TEXT ->

===============

Stop Hurting Over Yesterday

All the time it is either me that is feeling like shit or someone close to me that is feeling like shit. We all have our bad days but it’s just crazy how life tricks you when you think everything is ok.

I didn’t understand suicide or depression at all a few years ago and I didn’t even know about self harming or anything like that, though you can say, I was depressed on off all throughout growing up.

My father abused and used me, my sister and my mum mentally and physically including alcohol, drugs, smoking, physical violence, you name it. He abused and used our whole damn family, even his own, though he did everything in such a way, none of them even realised. I didn’t really realise he was abusing me, but I damn well knew he was hurting my mum and sister and I damn well knew he hurt me a lot and I was scared as crap of him. I knew every time I was sent to my bed because I was naughty such as refusing to clear up my toys, or something happened at school, he always came to my room in a big drunk temper. I would try my best to get out of reach on my bed (high rise bed) so he doesn’t get to me to give me massive hard wacks on my face. He always humiliated us, not that I understood when I was younger, but I damn well remember. Maybe like always he was too drunk to realise what he was doing. I do not know, all I know was that it makes me sick how he treated us, and it made me so bloody disguised how he always was playing games with us saying he was on his deathbed multiple times, after he left, to make us feel sorry for him, forgive him and welcome him back open arms, “yea we forgive you and can forget the monster you’ve been to us”.

===============

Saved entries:
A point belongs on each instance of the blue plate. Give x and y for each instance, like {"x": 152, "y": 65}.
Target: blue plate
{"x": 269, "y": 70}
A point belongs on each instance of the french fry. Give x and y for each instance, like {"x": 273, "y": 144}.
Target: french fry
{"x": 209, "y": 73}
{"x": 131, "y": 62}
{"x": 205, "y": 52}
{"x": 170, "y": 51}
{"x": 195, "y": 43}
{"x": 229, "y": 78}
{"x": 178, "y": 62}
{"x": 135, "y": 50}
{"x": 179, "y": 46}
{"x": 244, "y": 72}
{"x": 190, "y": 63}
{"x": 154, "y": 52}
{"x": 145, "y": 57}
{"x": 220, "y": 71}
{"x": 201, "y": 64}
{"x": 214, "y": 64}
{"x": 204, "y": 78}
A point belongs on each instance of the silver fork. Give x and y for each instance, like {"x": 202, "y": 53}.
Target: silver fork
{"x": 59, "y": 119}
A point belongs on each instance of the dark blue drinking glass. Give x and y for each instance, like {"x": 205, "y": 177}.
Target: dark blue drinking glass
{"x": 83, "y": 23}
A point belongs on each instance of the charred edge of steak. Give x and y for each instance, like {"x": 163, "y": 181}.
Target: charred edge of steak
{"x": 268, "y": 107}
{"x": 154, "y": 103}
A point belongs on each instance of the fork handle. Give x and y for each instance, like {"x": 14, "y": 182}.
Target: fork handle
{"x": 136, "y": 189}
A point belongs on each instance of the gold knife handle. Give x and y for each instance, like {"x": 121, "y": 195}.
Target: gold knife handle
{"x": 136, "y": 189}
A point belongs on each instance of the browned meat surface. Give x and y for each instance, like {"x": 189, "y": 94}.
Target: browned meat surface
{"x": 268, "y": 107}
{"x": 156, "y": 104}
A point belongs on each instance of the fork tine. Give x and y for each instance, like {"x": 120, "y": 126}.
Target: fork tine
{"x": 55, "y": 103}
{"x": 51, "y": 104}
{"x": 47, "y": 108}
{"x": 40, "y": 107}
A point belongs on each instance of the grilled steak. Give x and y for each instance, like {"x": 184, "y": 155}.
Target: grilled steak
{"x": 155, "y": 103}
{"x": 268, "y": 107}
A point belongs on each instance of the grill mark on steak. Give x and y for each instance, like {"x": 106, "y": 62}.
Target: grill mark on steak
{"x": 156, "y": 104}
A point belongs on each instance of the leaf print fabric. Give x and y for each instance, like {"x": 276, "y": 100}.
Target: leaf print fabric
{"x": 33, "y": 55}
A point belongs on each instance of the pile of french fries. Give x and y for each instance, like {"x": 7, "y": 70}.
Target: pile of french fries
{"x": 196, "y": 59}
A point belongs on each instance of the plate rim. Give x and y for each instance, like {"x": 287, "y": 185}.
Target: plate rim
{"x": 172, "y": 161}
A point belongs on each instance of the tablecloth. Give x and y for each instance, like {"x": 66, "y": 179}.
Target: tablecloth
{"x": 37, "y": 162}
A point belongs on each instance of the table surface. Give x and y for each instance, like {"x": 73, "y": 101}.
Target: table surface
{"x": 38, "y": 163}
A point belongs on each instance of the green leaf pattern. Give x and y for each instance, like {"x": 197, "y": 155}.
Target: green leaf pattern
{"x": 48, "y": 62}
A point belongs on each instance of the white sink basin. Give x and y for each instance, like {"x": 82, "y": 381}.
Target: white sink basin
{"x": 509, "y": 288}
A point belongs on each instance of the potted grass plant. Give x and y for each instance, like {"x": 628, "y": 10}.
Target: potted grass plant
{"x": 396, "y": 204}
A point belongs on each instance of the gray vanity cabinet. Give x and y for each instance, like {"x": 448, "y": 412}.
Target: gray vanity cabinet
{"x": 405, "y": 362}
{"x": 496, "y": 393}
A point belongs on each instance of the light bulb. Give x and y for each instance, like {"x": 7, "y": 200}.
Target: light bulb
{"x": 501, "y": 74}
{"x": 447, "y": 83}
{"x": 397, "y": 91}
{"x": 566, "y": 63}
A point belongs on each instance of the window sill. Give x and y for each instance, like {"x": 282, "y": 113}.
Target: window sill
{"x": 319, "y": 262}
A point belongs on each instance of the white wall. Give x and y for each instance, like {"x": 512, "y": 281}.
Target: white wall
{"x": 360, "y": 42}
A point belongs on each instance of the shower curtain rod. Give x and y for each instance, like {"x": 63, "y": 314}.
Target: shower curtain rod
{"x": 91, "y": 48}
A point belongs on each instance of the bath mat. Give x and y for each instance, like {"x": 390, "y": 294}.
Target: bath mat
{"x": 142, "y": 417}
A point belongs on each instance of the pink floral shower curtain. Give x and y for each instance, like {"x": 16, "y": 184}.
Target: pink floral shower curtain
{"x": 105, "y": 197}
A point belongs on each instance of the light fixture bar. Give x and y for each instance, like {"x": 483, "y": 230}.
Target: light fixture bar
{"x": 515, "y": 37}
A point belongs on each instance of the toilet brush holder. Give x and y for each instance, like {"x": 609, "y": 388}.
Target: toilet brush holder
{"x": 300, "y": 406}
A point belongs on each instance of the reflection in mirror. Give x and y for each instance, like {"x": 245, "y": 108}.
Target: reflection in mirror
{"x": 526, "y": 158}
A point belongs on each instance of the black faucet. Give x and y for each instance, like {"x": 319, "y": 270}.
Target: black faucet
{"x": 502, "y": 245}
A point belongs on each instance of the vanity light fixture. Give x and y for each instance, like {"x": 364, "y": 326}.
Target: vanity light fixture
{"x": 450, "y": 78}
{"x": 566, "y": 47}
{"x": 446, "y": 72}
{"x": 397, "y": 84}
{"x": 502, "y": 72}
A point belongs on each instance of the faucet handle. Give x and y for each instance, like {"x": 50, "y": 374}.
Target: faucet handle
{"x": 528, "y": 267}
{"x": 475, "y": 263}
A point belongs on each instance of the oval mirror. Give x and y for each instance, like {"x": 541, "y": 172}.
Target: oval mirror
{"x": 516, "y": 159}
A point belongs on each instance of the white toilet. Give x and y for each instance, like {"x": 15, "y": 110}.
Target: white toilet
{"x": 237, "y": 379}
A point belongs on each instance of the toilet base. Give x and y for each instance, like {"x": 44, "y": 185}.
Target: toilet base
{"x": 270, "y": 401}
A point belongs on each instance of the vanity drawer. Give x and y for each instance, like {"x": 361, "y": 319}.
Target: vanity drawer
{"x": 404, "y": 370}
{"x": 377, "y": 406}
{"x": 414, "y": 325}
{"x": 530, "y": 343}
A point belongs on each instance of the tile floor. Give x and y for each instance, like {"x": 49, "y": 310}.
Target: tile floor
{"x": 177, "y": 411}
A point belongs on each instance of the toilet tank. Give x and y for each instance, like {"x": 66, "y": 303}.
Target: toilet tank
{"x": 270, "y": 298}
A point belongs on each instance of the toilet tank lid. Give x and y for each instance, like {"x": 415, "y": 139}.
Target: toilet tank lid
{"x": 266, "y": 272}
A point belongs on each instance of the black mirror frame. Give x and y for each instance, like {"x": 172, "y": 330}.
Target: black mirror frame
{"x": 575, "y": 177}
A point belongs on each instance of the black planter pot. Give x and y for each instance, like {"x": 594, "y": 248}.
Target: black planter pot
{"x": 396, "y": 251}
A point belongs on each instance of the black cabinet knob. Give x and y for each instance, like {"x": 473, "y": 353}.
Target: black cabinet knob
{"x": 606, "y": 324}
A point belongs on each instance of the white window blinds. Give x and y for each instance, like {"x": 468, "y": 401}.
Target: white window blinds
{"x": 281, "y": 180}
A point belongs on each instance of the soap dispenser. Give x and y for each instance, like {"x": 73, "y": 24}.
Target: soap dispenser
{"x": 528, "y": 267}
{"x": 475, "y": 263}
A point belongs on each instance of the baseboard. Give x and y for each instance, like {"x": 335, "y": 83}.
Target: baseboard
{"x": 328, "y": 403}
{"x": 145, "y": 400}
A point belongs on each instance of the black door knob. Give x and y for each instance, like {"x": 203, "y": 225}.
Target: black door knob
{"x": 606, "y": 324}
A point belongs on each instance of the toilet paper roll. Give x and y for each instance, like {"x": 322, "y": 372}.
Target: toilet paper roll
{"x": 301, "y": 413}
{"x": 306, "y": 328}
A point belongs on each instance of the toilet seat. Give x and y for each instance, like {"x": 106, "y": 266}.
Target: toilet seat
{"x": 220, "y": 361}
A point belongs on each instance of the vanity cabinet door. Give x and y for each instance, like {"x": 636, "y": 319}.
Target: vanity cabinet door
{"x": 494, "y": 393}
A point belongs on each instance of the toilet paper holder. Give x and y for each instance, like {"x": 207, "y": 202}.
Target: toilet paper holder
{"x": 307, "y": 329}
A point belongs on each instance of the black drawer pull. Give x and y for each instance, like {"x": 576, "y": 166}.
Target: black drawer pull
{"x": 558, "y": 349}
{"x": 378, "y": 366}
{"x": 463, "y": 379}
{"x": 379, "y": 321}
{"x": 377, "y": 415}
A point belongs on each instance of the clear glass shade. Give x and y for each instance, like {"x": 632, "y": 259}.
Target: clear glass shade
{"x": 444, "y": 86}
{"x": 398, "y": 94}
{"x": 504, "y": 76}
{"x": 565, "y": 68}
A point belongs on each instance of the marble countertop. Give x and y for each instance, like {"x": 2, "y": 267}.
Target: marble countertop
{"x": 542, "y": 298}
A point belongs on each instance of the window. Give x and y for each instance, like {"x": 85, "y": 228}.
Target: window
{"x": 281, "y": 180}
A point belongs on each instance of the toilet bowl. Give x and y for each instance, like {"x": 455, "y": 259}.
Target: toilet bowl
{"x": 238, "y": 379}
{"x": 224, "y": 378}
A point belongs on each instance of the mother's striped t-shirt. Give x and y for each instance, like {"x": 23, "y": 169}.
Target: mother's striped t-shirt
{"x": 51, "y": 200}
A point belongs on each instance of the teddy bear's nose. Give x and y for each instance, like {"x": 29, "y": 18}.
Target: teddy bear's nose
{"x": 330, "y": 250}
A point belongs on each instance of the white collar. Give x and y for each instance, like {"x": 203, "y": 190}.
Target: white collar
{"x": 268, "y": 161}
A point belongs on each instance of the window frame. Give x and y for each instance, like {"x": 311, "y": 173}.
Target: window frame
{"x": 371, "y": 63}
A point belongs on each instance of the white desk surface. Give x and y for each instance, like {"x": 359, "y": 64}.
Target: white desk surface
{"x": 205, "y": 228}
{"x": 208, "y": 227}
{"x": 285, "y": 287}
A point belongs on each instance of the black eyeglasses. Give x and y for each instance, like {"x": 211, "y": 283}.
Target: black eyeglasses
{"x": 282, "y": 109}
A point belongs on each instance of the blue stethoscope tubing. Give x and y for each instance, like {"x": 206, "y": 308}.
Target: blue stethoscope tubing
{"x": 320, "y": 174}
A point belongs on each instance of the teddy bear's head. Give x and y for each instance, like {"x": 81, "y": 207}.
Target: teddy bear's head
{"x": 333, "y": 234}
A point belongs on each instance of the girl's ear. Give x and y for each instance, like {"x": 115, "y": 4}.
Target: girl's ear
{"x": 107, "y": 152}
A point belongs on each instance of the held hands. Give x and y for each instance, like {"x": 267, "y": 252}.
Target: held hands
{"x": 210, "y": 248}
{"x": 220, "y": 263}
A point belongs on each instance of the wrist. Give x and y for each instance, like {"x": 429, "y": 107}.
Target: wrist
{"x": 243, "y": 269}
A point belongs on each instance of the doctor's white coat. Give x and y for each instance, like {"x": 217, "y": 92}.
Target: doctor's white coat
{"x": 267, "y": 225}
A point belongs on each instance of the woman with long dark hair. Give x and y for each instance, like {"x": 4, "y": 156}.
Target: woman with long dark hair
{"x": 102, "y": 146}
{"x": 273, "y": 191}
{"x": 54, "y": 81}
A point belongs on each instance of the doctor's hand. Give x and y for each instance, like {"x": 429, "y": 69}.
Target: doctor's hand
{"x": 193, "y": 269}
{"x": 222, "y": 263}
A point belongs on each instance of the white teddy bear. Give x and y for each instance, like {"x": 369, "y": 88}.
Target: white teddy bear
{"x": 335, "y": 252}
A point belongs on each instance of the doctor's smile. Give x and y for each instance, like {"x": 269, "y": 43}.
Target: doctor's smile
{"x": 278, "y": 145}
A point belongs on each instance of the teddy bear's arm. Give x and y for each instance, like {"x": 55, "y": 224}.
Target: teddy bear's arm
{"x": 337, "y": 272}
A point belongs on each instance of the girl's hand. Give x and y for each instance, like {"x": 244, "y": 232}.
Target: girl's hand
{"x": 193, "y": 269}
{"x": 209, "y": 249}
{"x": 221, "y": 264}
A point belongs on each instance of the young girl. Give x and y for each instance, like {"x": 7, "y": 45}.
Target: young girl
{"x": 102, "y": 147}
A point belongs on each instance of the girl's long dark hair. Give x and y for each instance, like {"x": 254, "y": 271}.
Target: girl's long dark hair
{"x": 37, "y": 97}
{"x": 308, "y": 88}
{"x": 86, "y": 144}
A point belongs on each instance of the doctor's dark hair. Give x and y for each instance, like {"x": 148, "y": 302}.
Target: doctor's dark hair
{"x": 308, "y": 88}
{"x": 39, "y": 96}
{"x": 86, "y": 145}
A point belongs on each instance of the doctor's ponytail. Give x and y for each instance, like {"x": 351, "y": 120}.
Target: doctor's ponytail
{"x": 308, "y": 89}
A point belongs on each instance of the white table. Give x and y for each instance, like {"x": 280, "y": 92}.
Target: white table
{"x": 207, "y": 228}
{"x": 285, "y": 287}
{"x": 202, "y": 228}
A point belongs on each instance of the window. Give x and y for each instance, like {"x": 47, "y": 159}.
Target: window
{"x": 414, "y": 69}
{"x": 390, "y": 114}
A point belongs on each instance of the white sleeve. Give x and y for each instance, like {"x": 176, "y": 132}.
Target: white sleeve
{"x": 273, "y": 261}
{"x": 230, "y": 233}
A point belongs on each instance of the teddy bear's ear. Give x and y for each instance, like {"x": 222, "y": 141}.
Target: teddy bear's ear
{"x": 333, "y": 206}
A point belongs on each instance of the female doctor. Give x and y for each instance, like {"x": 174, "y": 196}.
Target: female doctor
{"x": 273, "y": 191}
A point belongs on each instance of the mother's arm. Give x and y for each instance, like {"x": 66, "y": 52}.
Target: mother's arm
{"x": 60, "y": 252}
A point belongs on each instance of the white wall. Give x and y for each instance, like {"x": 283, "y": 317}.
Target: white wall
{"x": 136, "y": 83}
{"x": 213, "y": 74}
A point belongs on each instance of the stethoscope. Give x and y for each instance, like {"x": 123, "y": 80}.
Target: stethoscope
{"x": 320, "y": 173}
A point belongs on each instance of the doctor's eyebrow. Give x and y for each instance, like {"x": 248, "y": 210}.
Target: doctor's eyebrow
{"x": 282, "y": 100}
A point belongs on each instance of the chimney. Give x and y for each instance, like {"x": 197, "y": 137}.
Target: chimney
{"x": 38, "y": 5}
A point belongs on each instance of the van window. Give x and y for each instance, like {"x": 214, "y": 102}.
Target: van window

===============

WORK INSTRUCTIONS -> Reproduce the full text "Stop Hurting Over Yesterday" above word for word, from its title to its final sentence.

EXERCISE SOLUTION ->
Stop Hurting Over Yesterday

All the time it is either me that is feeling like shit or someone close to me that is feeling like shit. We all have our bad days but it’s just crazy how life tricks you when you think everything is ok.

I didn’t understand suicide or depression at all a few years ago and I didn’t even know about self harming or anything like that, though you can say, I was depressed on off all throughout growing up.

My father abused and used me, my sister and my mum mentally and physically including alcohol, drugs, smoking, physical violence, you name it. He abused and used our whole damn family, even his own, though he did everything in such a way, none of them even realised. I didn’t really realise he was abusing me, but I damn well knew he was hurting my mum and sister and I damn well knew he hurt me a lot and I was scared as crap of him. I knew every time I was sent to my bed because I was naughty such as refusing to clear up my toys, or something happened at school, he always came to my room in a big drunk temper. I would try my best to get out of reach on my bed (high rise bed) so he doesn’t get to me to give me massive hard wacks on my face. He always humiliated us, not that I understood when I was younger, but I damn well remember. Maybe like always he was too drunk to realise what he was doing. I do not know, all I know was that it makes me sick how he treated us, and it made me so bloody disguised how he always was playing games with us saying he was on his deathbed multiple times, after he left, to make us feel sorry for him, forgive him and welcome him back open arms, “yea we forgive you and can forget the monster you’ve been to us”.